* WRITTEN EXERCISE
Gather every line of the records below that contains the string "desk". Treat uppercase and lowercase letters as distinct.

(Dataset rows showing where objects appear)
——————

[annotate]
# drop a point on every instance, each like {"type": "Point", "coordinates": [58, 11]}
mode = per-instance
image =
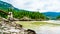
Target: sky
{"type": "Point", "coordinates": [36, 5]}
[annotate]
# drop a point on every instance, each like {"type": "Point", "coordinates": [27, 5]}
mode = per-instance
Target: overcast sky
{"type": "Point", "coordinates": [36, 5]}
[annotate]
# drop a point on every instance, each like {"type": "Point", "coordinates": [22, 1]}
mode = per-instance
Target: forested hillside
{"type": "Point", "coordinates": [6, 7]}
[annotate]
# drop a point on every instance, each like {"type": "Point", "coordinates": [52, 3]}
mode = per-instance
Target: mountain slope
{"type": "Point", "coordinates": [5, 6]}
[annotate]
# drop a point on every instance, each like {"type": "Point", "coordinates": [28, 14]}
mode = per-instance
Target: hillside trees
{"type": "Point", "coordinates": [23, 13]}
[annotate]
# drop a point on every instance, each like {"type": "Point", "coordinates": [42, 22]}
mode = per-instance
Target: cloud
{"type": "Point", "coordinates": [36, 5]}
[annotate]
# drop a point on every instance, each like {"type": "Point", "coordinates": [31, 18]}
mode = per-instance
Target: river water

——————

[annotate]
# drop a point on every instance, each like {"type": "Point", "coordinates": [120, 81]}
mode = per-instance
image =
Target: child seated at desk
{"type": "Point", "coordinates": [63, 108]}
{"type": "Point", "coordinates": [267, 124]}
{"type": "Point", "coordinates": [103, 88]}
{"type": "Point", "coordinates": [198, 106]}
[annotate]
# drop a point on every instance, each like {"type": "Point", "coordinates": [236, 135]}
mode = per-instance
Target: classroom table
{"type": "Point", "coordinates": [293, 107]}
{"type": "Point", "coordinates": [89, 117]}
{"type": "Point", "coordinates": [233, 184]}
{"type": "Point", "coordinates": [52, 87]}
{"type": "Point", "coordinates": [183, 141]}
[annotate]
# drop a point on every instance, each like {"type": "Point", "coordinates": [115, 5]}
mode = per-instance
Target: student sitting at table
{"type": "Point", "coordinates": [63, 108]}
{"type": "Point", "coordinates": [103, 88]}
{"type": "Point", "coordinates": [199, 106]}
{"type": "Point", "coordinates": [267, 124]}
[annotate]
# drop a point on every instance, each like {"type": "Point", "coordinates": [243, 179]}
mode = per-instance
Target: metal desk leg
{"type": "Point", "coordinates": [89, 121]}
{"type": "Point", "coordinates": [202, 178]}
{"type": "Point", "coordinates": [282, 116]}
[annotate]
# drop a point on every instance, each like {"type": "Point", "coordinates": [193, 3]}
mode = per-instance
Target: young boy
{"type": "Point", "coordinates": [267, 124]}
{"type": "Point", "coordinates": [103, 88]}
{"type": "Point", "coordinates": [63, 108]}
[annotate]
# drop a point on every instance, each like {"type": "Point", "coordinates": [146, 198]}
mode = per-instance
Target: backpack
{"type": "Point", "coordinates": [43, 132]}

——————

* CORRECT RESPONSE
Target: child seated at desk
Target: metal desk leg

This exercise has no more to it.